▶ **GOAL OF THE EXERCISE**: Pick out each line of the records in which the word "sideboard" appears.

=== RECORDS PROVIDED ===

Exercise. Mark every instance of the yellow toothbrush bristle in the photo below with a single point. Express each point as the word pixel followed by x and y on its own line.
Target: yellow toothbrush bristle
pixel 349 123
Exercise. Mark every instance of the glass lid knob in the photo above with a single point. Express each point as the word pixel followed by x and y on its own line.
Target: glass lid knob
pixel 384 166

===
=== RECORDS PROVIDED ===

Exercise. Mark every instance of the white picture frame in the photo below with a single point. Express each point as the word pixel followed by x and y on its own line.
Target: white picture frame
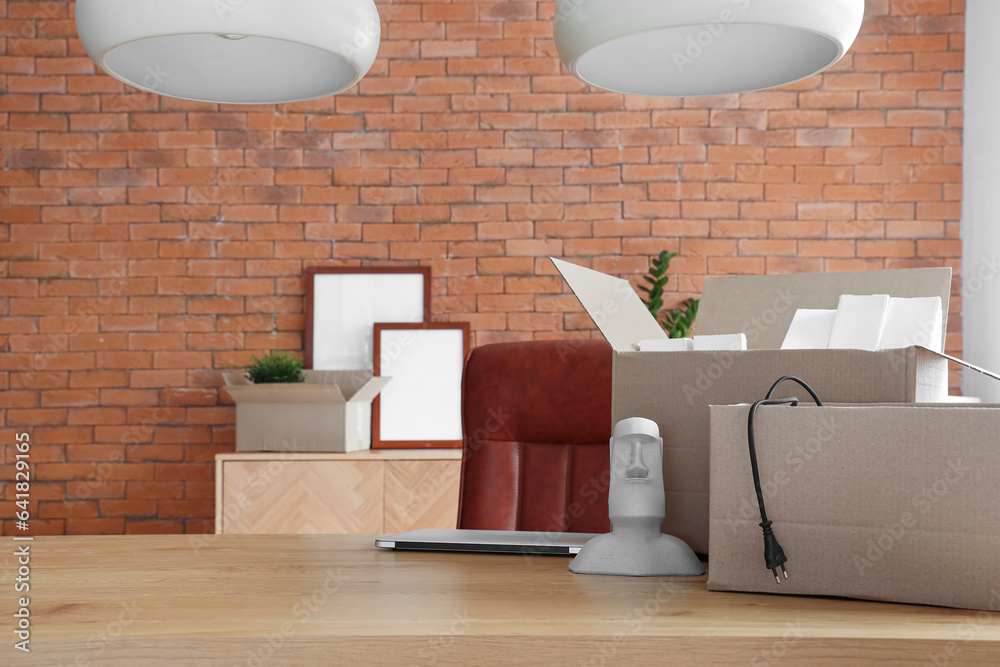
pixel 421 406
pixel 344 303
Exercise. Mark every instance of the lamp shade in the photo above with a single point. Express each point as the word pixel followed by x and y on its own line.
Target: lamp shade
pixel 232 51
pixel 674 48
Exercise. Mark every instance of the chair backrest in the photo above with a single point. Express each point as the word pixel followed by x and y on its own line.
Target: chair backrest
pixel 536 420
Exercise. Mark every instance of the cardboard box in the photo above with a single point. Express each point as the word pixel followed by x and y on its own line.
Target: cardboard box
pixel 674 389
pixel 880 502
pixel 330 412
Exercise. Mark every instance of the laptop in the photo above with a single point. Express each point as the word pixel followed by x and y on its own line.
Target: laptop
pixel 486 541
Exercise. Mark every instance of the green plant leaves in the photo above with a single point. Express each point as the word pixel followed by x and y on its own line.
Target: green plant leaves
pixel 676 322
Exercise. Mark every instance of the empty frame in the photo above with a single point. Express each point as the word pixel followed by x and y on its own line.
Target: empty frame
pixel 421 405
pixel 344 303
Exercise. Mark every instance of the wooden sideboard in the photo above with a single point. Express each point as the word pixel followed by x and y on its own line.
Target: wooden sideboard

===

▶ **RESPONSE AREA**:
Exercise. Mark every instance of the wooden sideboard in the photo above with a single point. Express each point as the word pixel followed by x and y on its own line.
Target: wooden sideboard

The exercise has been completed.